Reproduce every one of the following items verbatim, keeping each line unchanged and in its original order.

Items in a dataset
----
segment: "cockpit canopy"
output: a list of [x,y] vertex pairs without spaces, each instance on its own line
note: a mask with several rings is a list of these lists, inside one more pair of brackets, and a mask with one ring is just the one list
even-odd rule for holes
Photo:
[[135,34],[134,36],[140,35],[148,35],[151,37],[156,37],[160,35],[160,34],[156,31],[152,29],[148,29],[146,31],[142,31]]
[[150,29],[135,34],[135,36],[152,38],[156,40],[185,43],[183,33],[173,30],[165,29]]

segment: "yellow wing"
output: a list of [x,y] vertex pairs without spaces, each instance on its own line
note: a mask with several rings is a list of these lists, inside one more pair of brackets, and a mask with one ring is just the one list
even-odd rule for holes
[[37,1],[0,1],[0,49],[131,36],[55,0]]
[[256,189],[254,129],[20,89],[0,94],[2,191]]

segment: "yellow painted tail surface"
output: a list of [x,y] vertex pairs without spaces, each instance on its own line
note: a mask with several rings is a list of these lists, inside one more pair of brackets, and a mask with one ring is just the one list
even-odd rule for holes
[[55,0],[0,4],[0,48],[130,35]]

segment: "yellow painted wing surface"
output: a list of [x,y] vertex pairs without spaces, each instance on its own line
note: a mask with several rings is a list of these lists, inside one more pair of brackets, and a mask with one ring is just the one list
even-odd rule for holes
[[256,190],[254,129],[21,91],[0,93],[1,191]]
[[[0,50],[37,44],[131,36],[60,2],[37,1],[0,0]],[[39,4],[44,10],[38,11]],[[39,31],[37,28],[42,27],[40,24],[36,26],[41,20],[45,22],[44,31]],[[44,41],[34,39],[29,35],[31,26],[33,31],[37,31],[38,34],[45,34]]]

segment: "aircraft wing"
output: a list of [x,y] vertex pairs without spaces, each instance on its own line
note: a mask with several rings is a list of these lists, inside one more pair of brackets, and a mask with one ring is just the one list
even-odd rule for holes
----
## RESPONSE
segment: "cockpit canopy"
output: a list of [x,y] vertex pairs without spaces, each instance on its own line
note: a mask with several rings is a list of these lists, inside one more pair of brackets, and a mask with one ring is just the one list
even-odd rule for holes
Photo:
[[135,34],[134,36],[140,35],[148,35],[151,37],[156,37],[160,35],[160,34],[156,31],[152,29],[148,29],[146,31],[142,31]]
[[150,29],[135,34],[135,36],[152,38],[156,40],[185,43],[183,33],[173,30],[165,29]]

segment: "yellow wing"
output: a list of [x,y] vertex pairs without spaces, each instance on its own line
note: a mask with several rings is a list of these lists, inside one more pair of brackets, and a mask with one ring is just the one list
even-odd rule for holes
[[37,1],[0,1],[0,49],[131,36],[55,0]]
[[256,189],[254,129],[20,89],[0,94],[2,191]]

segment: "yellow painted tail surface"
output: a list of [x,y] vertex pairs without spaces, each instance on its own line
note: a mask with several rings is a list of these lists, inside one more pair of brackets, and a mask with one ring is just the one list
even-odd rule for holes
[[55,0],[0,4],[0,48],[130,35]]

segment: "yellow painted wing surface"
output: a list of [x,y] vertex pairs without spaces, each instance on its own line
note: a mask with several rings is a list of these lists, inside one more pair of brackets, and a mask with one ring is just the one list
even-odd rule for holes
[[256,190],[254,129],[21,91],[0,93],[1,191]]
[[[0,50],[37,44],[131,36],[60,2],[37,1],[0,0]],[[39,4],[44,10],[38,11]],[[39,31],[37,28],[42,27],[40,24],[36,26],[41,20],[45,22],[44,31]],[[44,41],[34,39],[29,35],[31,26],[33,31],[37,31],[38,34],[45,34]]]

segment: "aircraft wing"
output: a list of [x,y] vertex pairs without spaces, each instance on its own line
note: a mask with several rings is a list of these lists, inside one more pair of brackets, and a mask with one ring is just the one list
even-odd rule for holes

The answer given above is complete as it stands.